* begin *

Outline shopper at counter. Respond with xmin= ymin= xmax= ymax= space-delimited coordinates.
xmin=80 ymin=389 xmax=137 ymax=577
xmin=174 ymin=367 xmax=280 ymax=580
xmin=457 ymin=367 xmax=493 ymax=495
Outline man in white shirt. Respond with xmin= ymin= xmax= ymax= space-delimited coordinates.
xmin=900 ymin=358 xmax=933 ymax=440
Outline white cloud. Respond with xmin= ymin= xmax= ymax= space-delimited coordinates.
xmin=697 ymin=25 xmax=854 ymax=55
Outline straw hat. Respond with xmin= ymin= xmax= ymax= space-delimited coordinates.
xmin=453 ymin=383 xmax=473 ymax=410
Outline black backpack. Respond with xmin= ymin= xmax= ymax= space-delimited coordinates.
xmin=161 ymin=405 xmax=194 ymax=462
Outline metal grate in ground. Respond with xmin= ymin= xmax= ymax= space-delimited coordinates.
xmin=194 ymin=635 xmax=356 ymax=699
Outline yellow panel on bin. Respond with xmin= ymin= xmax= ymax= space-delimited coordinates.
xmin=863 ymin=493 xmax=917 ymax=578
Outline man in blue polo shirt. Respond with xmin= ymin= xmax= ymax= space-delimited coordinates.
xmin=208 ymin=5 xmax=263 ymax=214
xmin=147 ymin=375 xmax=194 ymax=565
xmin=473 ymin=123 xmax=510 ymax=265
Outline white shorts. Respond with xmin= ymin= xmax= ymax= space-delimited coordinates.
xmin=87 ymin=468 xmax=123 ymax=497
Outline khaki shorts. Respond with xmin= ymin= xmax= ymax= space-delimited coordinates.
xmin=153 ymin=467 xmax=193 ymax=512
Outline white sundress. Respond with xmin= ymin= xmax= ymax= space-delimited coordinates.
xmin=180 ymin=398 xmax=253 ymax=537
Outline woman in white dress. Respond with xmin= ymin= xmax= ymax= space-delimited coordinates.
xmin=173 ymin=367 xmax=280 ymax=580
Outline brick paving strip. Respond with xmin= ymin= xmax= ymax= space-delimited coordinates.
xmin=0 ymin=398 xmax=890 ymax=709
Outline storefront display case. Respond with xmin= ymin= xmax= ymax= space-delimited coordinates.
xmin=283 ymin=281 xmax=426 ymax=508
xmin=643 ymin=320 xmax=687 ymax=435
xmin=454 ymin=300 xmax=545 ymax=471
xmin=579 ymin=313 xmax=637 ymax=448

* end *

#### [WHAT THE TASK REQUIRES]
Copy out every line of the data above, from the line containing "Outline white shorts." down to the line containing "xmin=173 ymin=367 xmax=280 ymax=580", including both of those lines.

#### [FINAL ANSWER]
Outline white shorts. Respond with xmin= ymin= xmax= ymax= space-delimited coordinates.
xmin=87 ymin=468 xmax=123 ymax=497
Outline khaki shorts. Respond with xmin= ymin= xmax= ymax= space-delimited coordinates.
xmin=153 ymin=467 xmax=193 ymax=512
Outline white sundress. Respond with xmin= ymin= xmax= ymax= space-delimited coordinates.
xmin=180 ymin=398 xmax=253 ymax=537
Outline woman in white dress. Respond with xmin= ymin= xmax= ymax= space-delimited coordinates.
xmin=173 ymin=367 xmax=280 ymax=580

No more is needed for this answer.